Request = Write every line out verbatim and omit the pictures.

Entries shown =

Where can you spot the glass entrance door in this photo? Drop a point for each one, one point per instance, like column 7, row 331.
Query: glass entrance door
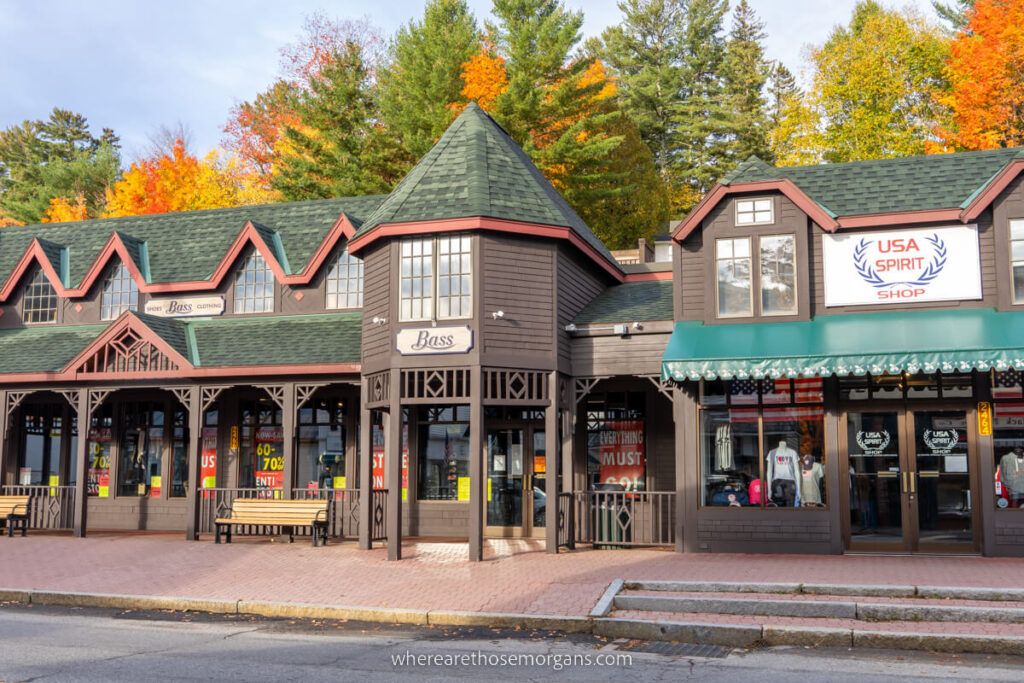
column 516, row 499
column 940, row 480
column 909, row 474
column 876, row 472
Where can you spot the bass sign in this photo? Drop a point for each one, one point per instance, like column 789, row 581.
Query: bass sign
column 420, row 341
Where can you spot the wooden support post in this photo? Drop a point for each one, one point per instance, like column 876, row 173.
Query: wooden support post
column 551, row 443
column 476, row 481
column 289, row 416
column 366, row 466
column 194, row 484
column 392, row 445
column 81, row 463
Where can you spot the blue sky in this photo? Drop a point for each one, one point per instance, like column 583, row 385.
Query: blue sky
column 136, row 66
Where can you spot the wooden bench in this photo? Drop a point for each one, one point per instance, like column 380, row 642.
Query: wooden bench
column 14, row 513
column 274, row 512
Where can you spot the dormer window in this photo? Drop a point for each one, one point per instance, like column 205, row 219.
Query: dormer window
column 40, row 301
column 120, row 294
column 344, row 282
column 757, row 211
column 254, row 287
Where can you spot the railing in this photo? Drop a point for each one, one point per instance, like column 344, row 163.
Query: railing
column 49, row 507
column 611, row 519
column 378, row 516
column 566, row 522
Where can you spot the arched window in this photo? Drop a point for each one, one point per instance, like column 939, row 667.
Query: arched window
column 344, row 282
column 254, row 287
column 40, row 302
column 120, row 294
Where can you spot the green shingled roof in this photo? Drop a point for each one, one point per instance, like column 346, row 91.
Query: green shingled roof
column 477, row 170
column 188, row 245
column 325, row 338
column 280, row 340
column 909, row 183
column 630, row 302
column 43, row 348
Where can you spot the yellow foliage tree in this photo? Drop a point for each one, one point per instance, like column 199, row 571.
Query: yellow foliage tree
column 181, row 181
column 62, row 210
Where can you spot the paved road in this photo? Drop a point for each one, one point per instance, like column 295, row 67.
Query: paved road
column 57, row 644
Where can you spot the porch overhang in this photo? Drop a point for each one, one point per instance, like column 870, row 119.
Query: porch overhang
column 949, row 340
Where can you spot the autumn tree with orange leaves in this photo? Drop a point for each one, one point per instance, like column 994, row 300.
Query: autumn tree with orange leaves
column 985, row 71
column 180, row 181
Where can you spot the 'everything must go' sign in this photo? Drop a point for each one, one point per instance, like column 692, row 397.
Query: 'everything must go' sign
column 902, row 266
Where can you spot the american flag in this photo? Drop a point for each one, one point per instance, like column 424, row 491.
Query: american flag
column 1008, row 385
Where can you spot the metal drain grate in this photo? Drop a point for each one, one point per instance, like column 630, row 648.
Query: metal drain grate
column 677, row 649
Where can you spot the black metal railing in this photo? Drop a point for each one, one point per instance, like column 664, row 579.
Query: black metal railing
column 619, row 519
column 49, row 507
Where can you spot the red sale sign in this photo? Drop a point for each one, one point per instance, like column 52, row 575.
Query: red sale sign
column 621, row 453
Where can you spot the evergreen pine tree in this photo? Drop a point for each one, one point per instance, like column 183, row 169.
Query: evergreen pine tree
column 423, row 78
column 745, row 72
column 338, row 147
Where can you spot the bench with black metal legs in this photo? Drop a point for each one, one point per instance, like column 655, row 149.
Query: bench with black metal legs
column 287, row 514
column 14, row 513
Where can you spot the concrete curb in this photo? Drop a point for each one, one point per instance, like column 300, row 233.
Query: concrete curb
column 730, row 635
column 876, row 591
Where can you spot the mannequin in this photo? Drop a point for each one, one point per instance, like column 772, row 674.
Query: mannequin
column 1011, row 474
column 783, row 473
column 811, row 474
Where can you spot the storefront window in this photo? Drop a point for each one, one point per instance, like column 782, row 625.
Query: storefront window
column 1008, row 435
column 98, row 447
column 733, row 266
column 322, row 444
column 762, row 443
column 261, row 445
column 442, row 459
column 141, row 450
column 778, row 274
column 40, row 459
column 616, row 455
column 179, row 458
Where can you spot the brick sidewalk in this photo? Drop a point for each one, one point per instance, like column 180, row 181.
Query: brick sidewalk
column 517, row 578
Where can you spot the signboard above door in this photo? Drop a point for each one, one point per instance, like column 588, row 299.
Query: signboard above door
column 420, row 341
column 185, row 306
column 902, row 266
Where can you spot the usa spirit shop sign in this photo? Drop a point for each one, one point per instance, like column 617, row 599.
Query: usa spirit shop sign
column 902, row 266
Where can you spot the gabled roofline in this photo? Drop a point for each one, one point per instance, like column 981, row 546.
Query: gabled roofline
column 784, row 185
column 972, row 209
column 484, row 223
column 129, row 321
column 991, row 189
column 115, row 246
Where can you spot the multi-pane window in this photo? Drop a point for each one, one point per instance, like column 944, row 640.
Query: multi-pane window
column 732, row 260
column 755, row 212
column 344, row 282
column 417, row 280
column 455, row 286
column 120, row 294
column 1017, row 257
column 254, row 287
column 778, row 274
column 40, row 302
column 436, row 269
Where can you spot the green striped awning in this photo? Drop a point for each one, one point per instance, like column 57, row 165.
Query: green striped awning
column 947, row 340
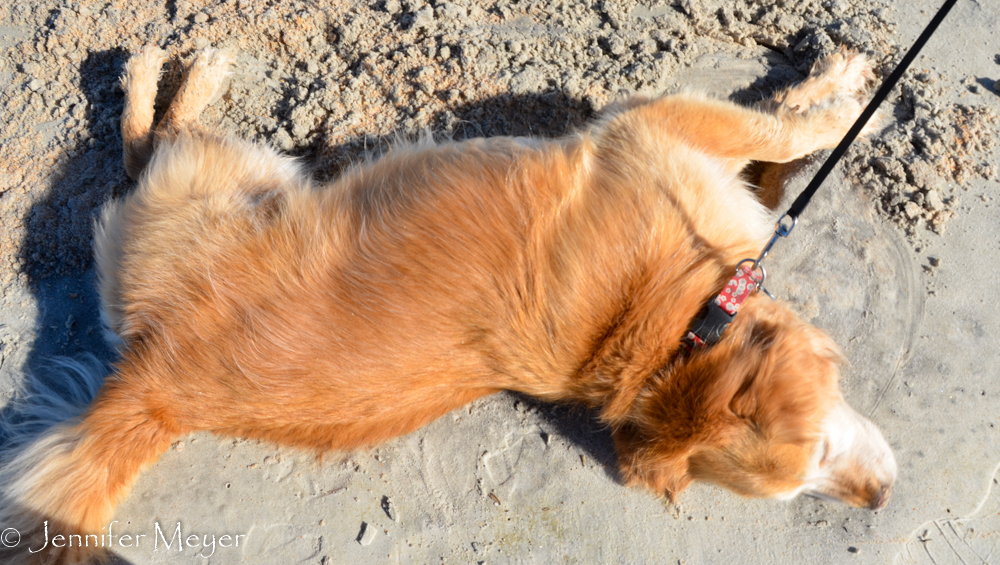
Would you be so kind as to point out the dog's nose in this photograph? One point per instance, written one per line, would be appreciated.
(881, 498)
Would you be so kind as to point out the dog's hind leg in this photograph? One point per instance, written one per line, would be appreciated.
(202, 83)
(71, 477)
(139, 83)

The answer =
Where can you spot the glass entrance door in this photo? Drop a point for each one, one point per instance, like column 7, row 331.
Query: glass entrance door
column 516, row 499
column 940, row 480
column 909, row 474
column 876, row 472
Where can you spot the bass sign in this photo? Drop a point for each one, one point per instance, like column 789, row 581.
Query: bass sign
column 420, row 341
Where can you spot the wooden support post in this photo? Drop a point for each one, one point per instance, like column 876, row 173.
Query: wooden support post
column 551, row 443
column 476, row 481
column 289, row 416
column 366, row 466
column 194, row 484
column 392, row 445
column 81, row 463
Where can you spot the blue sky in this photo? Drop a point for each one, one point per instance, like column 583, row 385.
Query: blue sky
column 136, row 66
Where can you spot the wooden bench in this photo? Drop a point for each one, one point per instance, like column 380, row 642.
Query: wooden bench
column 14, row 513
column 274, row 512
Where can you spot the dormer window in this photo? Drop a point for each one, one point per instance, like column 205, row 219.
Query: dormer window
column 40, row 301
column 120, row 294
column 344, row 282
column 757, row 211
column 254, row 287
Where can you spot the railing in this photo? Drop a point for each one, one point per instance, like column 344, row 163.
Query: railing
column 49, row 507
column 611, row 519
column 378, row 516
column 566, row 522
Where can you spot the arched window in this photo? Drop a point for each one, one point per instance, like column 939, row 667.
Query: arched window
column 344, row 282
column 254, row 287
column 40, row 302
column 120, row 294
Where can you spot the green shingled roof in this photo? Drop a point for each one, one point per instance, like column 346, row 91.
Query: green shingled roof
column 477, row 170
column 188, row 245
column 325, row 338
column 280, row 340
column 909, row 183
column 630, row 302
column 43, row 348
Where can you spot the yellow foliage tree in this photo? Drop a point for each one, one point per instance, like column 199, row 571.
Query: yellow foliage tree
column 181, row 181
column 62, row 210
Where can you spot the paved road in this photo? Drop a point for each one, one point per instance, like column 295, row 67.
Query: paved road
column 57, row 644
Where can you spot the porch overhang in this photo? Drop a point for each one, one point per instance, like column 870, row 119.
Query: porch overhang
column 949, row 340
Where can you spot the autumn tree with orange leaves in this photo? Drop a point for each one, one point per instance, like column 994, row 300.
Query: autumn tree with orange leaves
column 985, row 71
column 180, row 181
Where can you spot the 'everything must go' sign in this photo? Drop a point for each one, one point per instance, like column 692, row 397.
Query: 'everything must go' sign
column 902, row 266
Where can you spot the american flag in this photo? Drop a point for each one, one point per instance, like column 424, row 491.
Query: american flag
column 1008, row 385
Where can you spot the metal drain grate in this photo? Drop a point for each one, one point per instance, like column 630, row 648.
Query: metal drain grate
column 677, row 649
Where can you spot the black metal railing in this photo? Drop a point for each one, one point per instance, like column 664, row 579.
Query: black metal railing
column 619, row 519
column 49, row 507
Where can you spot the red sale sign in this photo? Drop a point for each one, one point per instance, like column 52, row 575.
Query: red sale sign
column 621, row 453
Where can you spot the evergreen pine tree in this photo? Drop a point for each one, one point per instance, like column 183, row 169.
Query: evergreen pine tree
column 423, row 78
column 745, row 72
column 338, row 147
Where can you spot the bench with black metal legs in this photo? Drop a point for each one, one point per instance, like column 655, row 149.
Query: bench with black metal legs
column 287, row 514
column 14, row 513
Where can you spot the concrete curb in this photo? Drop a point for each one, one point per instance, like column 300, row 233.
Query: concrete curb
column 730, row 635
column 876, row 591
Where can you spot the mannequin in this photo? Drop a point for each one, one point per instance, like column 772, row 674.
Query: mannequin
column 1011, row 474
column 783, row 473
column 811, row 474
Where can you spot the storefront window in this photo? Drop a point for each one, one point per instance, like column 782, row 625.
Query: storefront window
column 1008, row 435
column 98, row 447
column 733, row 266
column 322, row 444
column 762, row 443
column 261, row 445
column 442, row 459
column 141, row 450
column 778, row 274
column 40, row 459
column 616, row 455
column 179, row 458
Where can you spot the brick sidewalk in this photo? Drop a point for each one, one point per instance, like column 180, row 181.
Query: brick sidewalk
column 517, row 578
Where can you spot the signboard above door in this photo? Drop a point for each one, one point per instance, like column 588, row 299.
Query: signboard above door
column 420, row 341
column 185, row 306
column 902, row 266
Where can you spot the usa spirit shop sign in this photo? Drop a point for each one, one point per instance, like column 617, row 599.
Query: usa spirit shop sign
column 902, row 266
Where can you spot the gabled roofline in this photo? Drop a point for each one, one point per instance, like column 981, row 546.
Query: gabled roofline
column 784, row 185
column 972, row 209
column 484, row 223
column 129, row 321
column 991, row 189
column 115, row 246
Where can you spot the multi-pane window in this photo? Drop a point for each one, one point per instance, like column 944, row 640.
Query: multi-pane window
column 732, row 260
column 755, row 212
column 344, row 282
column 417, row 280
column 455, row 286
column 120, row 294
column 1017, row 257
column 254, row 287
column 778, row 274
column 40, row 302
column 436, row 269
Where can you spot the green striped awning in this photo? Drop a point for each one, one point per instance, like column 57, row 165.
Query: green striped awning
column 947, row 340
Would you be so kind as to point out the dog's nose in this photograph? One point per instance, written one per line, would be appreciated.
(881, 498)
Would you be so kind as to point out the dog's hind leg in this photograph? One point per instance, written one per line, would be appreciated.
(202, 83)
(71, 477)
(139, 83)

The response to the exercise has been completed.